Posted by: Patricia Salkin | March 13, 2017

MD Court of Special Appeals Finds County had Authority to Rescind Zoning Classification Resolution

The Board of County Commissioners of Queen Anne’s County adopted Resolution 14-31, which approved Queenstown’s new zoning classification for the subject property, and allowed land uses at a substantially higher density from what previously had been allowed. Soon after, four new County Commissioners were sworn into office. The County Commissioners then adopted Resolution 14-33, which withdrew, rescinded, voided, and nullified Resolution 14-31. The Town Commissioners of Queenstown and the Waterman Family Limited Partnership, the owner of the subject property, filed a petition for judicial review and request for a writ of administrative mandamus. Waterman also filed a declaratory judgment action in the same court against the County Commissioners. The circuit court entered summary judgment in favor of Waterman and the Town Commissioners and declared Resolution 14-33 “null, void and of no legal force and effect” on the ground that the County Commissioners lacked the “authority to repeal or rescind 14-31.”

On appeal, appellants argued that the circuit court erred in granting summary judgment in favor of Waterman and the Town Commissioners because, under Article XIF, Section 6 of the Maryland Constitution, the county had the legal authority to adopt Resolution 14-33. Specifically, they contended that both Resolutions were public local laws, not public general laws; as such, LG § 4-416 could not restrict Queen Anne’s County’s power under the Maryland Constitution to repeal a public local law like Resolution 14-31. The court found that Resolutions 14-31 and 14-33 were public local laws adopted pursuant to Article XI-F, Section 6, and subject to rescission since both Resolutions applied to the Wheatlands Farm property that was located within “a single subdivision of the state.” Despite appellees’ argument that the Town of Queenstown was a subdivision separate from the County, the court held the term “subdivision” referred to a county or Baltimore City: not a municipality or municipal corporation. As such, the court reasoned, any decision regarding the zoning density limits applicable to Wheatlands Farm would have no consequence on any land outside of Queen Anne’s County and would only be a matter of local concern. Additionally, the court noted that the instant case did not involve a State mandated program requiring uniformity.

DATA ENTRIES:

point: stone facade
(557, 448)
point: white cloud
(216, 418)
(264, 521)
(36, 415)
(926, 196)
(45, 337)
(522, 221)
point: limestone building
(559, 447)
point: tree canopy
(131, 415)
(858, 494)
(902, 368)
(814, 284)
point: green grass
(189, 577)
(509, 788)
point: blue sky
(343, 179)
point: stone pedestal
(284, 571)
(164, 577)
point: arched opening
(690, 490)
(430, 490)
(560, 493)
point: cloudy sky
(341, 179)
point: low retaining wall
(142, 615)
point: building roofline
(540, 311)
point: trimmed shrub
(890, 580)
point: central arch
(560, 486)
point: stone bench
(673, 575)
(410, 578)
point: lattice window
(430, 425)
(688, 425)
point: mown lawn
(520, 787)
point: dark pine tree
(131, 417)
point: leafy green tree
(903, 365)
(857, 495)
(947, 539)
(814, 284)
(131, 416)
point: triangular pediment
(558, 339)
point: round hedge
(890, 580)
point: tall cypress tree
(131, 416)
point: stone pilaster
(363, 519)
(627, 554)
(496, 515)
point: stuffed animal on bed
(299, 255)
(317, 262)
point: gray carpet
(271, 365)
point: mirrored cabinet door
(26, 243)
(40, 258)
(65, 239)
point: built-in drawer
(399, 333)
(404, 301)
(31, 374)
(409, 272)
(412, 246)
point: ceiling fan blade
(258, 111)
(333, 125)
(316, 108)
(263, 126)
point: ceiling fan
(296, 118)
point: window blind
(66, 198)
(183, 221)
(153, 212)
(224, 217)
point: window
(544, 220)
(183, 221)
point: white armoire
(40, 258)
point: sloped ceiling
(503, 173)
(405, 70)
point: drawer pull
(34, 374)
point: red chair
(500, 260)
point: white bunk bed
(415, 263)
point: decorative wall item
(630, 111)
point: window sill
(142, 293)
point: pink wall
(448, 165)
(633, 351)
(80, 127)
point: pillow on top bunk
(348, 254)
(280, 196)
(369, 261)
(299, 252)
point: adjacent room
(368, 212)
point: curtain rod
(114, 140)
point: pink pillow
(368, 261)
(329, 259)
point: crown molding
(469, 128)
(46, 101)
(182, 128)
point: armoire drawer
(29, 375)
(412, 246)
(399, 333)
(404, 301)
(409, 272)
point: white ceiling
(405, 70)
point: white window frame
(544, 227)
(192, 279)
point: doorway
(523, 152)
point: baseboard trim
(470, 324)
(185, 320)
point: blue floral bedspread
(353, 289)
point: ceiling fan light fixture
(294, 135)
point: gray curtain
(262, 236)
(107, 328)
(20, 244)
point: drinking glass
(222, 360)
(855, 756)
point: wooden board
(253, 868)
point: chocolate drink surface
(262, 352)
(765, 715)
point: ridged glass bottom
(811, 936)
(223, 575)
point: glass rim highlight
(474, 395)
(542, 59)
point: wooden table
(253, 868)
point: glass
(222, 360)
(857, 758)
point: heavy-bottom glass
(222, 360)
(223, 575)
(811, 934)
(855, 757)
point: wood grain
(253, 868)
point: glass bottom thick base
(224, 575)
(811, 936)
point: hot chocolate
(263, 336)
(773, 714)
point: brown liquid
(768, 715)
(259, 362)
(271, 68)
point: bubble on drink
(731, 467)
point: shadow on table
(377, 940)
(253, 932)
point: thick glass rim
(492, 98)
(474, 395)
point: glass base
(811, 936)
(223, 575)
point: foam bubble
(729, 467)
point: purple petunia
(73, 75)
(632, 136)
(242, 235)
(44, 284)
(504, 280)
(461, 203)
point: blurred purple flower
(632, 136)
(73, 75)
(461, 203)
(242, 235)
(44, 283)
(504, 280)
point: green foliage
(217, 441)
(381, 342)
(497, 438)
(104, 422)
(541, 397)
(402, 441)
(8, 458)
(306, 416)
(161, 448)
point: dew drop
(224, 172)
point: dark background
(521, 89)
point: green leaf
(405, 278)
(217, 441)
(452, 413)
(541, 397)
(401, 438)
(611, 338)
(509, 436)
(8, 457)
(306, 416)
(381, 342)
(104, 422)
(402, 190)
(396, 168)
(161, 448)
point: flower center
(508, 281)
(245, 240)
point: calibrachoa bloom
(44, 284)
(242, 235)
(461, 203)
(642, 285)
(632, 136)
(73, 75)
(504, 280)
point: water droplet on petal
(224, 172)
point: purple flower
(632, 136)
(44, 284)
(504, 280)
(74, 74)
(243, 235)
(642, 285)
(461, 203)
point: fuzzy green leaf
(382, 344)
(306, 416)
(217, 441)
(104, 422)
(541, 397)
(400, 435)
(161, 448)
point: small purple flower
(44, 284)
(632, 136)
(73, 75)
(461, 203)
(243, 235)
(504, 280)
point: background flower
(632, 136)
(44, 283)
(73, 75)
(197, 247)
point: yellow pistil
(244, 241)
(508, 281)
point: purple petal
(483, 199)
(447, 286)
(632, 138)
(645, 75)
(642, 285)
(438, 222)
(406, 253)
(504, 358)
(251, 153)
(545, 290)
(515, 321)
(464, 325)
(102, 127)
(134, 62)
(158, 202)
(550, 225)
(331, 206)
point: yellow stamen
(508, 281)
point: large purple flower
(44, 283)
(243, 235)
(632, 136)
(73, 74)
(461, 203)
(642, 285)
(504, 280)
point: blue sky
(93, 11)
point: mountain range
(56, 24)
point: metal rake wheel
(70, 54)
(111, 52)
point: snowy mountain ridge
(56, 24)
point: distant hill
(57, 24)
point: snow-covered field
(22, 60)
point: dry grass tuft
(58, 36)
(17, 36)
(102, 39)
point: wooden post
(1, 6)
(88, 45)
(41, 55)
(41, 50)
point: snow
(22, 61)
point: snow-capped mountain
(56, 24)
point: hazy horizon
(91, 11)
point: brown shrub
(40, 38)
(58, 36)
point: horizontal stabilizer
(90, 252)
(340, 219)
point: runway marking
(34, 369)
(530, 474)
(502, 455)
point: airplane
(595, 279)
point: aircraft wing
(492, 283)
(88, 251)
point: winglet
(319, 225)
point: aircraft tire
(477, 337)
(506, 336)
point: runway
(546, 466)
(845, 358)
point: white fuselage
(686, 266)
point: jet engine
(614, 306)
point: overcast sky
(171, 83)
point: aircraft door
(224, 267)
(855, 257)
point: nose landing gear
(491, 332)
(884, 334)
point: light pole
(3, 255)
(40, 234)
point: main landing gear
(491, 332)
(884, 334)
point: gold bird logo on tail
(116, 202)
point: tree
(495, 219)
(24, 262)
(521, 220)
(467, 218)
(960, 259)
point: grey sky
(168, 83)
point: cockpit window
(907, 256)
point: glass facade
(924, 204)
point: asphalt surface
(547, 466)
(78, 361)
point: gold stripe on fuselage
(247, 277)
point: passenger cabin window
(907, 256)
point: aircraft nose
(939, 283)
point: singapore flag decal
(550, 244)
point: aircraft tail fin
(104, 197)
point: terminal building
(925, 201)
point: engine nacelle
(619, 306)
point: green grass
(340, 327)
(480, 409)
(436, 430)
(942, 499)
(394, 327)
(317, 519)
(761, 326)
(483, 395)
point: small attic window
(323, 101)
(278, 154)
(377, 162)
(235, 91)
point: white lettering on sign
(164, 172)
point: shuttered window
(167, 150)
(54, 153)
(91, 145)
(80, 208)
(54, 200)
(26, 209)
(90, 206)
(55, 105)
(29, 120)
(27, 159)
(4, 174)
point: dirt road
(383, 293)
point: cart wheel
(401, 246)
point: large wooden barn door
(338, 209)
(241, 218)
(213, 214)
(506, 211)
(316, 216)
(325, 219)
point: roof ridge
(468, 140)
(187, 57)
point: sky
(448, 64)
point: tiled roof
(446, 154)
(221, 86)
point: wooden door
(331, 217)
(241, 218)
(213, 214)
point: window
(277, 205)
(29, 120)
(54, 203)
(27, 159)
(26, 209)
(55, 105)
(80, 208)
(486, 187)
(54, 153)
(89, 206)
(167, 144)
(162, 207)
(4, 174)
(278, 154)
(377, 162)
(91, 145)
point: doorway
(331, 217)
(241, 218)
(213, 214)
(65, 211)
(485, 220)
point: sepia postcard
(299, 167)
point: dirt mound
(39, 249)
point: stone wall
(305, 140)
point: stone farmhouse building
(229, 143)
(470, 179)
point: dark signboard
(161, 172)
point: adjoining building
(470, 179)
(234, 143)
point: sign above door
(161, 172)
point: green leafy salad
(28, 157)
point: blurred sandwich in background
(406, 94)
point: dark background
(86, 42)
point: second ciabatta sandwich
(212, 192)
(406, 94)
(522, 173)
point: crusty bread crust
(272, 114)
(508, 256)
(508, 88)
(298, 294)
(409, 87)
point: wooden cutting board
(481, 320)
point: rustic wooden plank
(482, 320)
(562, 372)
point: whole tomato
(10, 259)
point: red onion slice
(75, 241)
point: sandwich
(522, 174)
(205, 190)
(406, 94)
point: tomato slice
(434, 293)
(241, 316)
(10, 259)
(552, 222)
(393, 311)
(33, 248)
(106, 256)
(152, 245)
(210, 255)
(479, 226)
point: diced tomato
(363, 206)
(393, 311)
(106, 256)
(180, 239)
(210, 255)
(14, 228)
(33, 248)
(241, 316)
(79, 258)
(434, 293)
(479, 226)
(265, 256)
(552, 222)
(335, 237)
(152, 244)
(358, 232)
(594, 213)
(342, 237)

EXERCISE DIRECTIONS:
Please copy the zoning ruling post above word for word, from its first line to its last.

ANSWER FOR THIS EXERCISE:
Posted by: Patricia Salkin | March 13, 2017

MD Court of Special Appeals Finds County had Authority to Rescind Zoning Classification Resolution

The Board of County Commissioners of Queen Anne’s County adopted Resolution 14-31, which approved Queenstown’s new zoning classification for the subject property, and allowed land uses at a substantially higher density from what previously had been allowed. Soon after, four new County Commissioners were sworn into office. The County Commissioners then adopted Resolution 14-33, which withdrew, rescinded, voided, and nullified Resolution 14-31. The Town Commissioners of Queenstown and the Waterman Family Limited Partnership, the owner of the subject property, filed a petition for judicial review and request for a writ of administrative mandamus. Waterman also filed a declaratory judgment action in the same court against the County Commissioners. The circuit court entered summary judgment in favor of Waterman and the Town Commissioners and declared Resolution 14-33 “null, void and of no legal force and effect” on the ground that the County Commissioners lacked the “authority to repeal or rescind 14-31.”

On appeal, appellants argued that the circuit court erred in granting summary judgment in favor of Waterman and the Town Commissioners because, under Article XIF, Section 6 of the Maryland Constitution, the county had the legal authority to adopt Resolution 14-33. Specifically, they contended that both Resolutions were public local laws, not public general laws; as such, LG § 4-416 could not restrict Queen Anne’s County’s power under the Maryland Constitution to repeal a public local law like Resolution 14-31. The court found that Resolutions 14-31 and 14-33 were public local laws adopted pursuant to Article XI-F, Section 6, and subject to rescission since both Resolutions applied to the Wheatlands Farm property that was located within “a single subdivision of the state.” Despite appellees’ argument that the Town of Queenstown was a subdivision separate from the County, the court held the term “subdivision” referred to a county or Baltimore City: not a municipality or municipal corporation. As such, the court reasoned, any decision regarding the zoning density limits applicable to Wheatlands Farm would have no consequence on any land outside of Queen Anne’s County and would only be a matter of local concern. Additionally, the court noted that the instant case did not involve a State mandated program requiring uniformity.